-- BEGIN Stored data --

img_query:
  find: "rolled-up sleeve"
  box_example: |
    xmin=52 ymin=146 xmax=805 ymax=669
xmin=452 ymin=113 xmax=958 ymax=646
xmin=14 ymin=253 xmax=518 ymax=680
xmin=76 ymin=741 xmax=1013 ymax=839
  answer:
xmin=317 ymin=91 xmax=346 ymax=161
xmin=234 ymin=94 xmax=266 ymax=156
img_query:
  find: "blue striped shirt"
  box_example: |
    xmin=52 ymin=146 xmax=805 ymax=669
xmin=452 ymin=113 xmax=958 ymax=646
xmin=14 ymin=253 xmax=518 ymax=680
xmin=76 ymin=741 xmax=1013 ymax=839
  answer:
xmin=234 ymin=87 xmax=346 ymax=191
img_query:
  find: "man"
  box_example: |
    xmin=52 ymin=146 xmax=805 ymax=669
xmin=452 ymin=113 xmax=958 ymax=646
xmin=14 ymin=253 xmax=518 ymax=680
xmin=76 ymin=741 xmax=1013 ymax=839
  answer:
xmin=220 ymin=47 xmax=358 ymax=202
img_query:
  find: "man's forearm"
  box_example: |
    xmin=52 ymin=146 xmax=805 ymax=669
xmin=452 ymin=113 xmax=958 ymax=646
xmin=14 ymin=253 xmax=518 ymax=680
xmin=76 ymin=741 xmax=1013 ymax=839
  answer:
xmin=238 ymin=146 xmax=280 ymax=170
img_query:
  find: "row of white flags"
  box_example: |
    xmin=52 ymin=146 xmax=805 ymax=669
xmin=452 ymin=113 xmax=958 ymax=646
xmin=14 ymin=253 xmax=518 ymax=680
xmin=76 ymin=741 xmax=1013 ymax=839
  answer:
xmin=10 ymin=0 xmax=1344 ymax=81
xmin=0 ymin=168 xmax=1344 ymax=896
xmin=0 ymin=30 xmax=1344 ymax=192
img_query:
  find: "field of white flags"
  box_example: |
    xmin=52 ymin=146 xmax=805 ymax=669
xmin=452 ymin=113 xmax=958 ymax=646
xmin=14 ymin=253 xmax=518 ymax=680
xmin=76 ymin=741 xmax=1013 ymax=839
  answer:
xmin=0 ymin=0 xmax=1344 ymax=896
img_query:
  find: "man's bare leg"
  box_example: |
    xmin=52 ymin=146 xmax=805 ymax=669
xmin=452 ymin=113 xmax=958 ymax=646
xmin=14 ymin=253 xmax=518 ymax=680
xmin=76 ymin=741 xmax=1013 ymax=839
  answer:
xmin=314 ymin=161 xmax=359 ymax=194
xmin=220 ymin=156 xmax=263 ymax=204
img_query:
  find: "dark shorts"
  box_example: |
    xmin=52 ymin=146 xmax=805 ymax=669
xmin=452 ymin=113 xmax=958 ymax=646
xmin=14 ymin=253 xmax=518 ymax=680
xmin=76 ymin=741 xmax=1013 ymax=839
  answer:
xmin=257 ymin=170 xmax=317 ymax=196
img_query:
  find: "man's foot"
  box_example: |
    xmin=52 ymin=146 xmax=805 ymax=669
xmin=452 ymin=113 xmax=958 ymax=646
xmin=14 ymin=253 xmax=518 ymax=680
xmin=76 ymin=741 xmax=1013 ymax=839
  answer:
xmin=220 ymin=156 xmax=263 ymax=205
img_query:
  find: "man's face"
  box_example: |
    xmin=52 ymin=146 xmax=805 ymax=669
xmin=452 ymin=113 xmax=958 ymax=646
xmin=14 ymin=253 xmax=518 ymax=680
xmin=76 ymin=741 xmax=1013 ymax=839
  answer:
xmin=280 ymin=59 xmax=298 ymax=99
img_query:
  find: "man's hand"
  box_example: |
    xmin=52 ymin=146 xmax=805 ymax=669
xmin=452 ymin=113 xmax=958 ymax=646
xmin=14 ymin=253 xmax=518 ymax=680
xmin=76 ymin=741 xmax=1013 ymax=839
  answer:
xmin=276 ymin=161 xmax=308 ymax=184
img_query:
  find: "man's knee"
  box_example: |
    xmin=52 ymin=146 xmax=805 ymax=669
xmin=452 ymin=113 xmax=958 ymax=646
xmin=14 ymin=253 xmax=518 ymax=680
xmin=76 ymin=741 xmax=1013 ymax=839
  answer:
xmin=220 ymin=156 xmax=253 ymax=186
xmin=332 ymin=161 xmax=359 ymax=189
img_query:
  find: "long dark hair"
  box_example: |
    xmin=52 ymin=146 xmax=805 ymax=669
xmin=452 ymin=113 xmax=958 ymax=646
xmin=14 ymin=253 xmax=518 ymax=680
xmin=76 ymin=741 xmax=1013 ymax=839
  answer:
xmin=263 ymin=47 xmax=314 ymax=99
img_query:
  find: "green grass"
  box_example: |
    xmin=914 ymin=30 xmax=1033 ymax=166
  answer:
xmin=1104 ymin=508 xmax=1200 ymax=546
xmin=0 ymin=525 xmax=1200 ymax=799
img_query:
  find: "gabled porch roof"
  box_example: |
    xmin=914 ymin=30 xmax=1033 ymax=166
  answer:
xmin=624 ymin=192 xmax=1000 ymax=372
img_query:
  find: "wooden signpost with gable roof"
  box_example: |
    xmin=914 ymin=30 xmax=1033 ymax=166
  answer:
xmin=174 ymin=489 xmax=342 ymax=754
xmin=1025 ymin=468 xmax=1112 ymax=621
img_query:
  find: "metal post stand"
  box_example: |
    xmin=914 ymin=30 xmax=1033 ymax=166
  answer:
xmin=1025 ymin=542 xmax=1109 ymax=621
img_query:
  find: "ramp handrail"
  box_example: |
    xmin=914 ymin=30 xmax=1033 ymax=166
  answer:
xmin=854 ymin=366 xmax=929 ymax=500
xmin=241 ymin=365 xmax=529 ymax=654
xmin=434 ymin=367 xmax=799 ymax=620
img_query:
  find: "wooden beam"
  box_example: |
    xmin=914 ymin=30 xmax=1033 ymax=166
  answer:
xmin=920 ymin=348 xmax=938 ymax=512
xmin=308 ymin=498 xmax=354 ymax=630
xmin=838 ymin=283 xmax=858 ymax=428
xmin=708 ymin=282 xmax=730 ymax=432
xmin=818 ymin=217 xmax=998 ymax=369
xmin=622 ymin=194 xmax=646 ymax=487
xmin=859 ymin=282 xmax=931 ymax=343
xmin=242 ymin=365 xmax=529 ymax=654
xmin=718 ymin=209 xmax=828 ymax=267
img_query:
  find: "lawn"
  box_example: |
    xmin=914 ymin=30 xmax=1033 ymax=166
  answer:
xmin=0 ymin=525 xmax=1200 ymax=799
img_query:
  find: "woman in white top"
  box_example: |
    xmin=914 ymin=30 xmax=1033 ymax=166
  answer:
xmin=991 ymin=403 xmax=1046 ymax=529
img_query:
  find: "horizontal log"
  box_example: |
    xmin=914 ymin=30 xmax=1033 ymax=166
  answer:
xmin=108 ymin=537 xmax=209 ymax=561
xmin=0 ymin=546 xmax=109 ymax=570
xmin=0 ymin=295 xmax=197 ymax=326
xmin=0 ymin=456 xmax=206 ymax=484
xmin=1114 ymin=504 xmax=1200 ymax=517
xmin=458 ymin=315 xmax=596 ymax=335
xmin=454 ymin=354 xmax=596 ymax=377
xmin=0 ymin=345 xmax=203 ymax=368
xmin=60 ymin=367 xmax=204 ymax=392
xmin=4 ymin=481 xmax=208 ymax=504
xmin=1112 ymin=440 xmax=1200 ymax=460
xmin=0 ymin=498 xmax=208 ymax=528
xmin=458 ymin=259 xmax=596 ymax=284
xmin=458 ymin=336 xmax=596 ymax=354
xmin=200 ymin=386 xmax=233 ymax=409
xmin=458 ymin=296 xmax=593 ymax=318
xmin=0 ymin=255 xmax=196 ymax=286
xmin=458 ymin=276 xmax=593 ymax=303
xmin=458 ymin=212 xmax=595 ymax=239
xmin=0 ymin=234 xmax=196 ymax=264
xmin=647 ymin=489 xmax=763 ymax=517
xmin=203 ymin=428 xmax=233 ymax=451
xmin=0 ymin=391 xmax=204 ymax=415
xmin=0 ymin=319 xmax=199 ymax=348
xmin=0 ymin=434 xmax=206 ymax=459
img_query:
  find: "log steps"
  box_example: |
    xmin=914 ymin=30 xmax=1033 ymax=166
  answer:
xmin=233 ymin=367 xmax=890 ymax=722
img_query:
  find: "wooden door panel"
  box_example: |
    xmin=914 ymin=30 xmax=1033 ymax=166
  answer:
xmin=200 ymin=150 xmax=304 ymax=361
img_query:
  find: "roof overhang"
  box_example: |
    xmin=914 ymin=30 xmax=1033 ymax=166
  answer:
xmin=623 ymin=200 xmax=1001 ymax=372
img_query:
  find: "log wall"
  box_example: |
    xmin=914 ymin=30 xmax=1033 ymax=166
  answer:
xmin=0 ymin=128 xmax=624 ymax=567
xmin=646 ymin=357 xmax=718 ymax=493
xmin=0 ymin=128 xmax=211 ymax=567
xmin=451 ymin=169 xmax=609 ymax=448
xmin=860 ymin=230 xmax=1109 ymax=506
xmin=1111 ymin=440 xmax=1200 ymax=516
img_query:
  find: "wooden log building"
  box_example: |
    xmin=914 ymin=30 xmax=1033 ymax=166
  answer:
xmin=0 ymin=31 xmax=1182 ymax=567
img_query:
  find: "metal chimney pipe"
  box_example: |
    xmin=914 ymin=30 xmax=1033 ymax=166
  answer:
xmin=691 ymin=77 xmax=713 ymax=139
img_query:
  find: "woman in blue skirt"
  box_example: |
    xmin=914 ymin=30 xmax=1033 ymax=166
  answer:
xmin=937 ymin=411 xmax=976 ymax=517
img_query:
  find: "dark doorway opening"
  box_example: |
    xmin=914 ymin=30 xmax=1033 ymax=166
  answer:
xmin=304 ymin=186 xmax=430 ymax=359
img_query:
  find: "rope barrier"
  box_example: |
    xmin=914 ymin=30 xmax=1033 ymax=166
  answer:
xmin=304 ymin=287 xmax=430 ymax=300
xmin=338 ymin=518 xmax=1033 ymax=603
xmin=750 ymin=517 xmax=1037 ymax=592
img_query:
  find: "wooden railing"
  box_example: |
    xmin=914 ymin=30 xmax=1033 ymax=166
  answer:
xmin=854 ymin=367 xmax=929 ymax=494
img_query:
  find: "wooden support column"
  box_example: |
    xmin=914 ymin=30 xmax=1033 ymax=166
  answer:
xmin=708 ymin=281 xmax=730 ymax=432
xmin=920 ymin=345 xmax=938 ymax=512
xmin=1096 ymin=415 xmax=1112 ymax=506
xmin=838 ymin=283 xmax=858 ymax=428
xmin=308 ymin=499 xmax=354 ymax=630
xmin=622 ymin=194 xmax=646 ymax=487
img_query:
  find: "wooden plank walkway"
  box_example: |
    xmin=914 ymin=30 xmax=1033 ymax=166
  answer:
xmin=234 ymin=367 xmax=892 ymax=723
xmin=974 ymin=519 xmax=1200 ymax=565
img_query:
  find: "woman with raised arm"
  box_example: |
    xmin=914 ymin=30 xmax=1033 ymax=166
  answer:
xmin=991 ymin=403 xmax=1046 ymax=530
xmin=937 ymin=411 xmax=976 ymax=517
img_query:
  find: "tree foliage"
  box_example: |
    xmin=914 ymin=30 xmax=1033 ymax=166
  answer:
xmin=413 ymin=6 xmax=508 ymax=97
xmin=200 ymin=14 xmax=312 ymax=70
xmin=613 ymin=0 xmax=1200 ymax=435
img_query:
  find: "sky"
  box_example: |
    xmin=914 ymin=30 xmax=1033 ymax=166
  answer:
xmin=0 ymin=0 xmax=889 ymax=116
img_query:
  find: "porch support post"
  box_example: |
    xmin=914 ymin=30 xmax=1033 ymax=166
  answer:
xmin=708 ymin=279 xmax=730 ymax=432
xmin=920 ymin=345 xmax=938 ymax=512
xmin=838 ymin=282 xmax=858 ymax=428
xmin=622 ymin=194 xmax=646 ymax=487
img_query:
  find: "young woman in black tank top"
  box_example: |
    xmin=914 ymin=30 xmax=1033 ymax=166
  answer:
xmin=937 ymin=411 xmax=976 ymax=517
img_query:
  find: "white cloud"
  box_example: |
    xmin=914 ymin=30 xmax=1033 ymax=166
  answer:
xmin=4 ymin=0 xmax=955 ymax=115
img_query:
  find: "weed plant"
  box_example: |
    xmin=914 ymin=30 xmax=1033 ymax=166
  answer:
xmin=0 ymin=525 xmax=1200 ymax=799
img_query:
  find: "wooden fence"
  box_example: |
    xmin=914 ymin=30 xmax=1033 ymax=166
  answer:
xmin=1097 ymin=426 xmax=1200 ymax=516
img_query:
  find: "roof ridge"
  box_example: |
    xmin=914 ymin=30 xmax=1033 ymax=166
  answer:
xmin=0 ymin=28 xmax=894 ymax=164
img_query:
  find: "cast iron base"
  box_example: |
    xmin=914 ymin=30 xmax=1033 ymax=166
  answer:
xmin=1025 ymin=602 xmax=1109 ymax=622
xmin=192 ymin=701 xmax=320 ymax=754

-- END Stored data --

### Task details
Could you reproduce, word for word, the lines from the very start of the items through the line containing "xmin=234 ymin=94 xmax=266 ymax=156", including that line?

### Written response
img_query:
  find: "rolled-up sleeve"
  box_example: |
    xmin=52 ymin=146 xmax=805 ymax=669
xmin=452 ymin=113 xmax=958 ymax=646
xmin=14 ymin=253 xmax=518 ymax=680
xmin=76 ymin=741 xmax=1013 ymax=839
  answer:
xmin=317 ymin=91 xmax=346 ymax=161
xmin=234 ymin=94 xmax=266 ymax=156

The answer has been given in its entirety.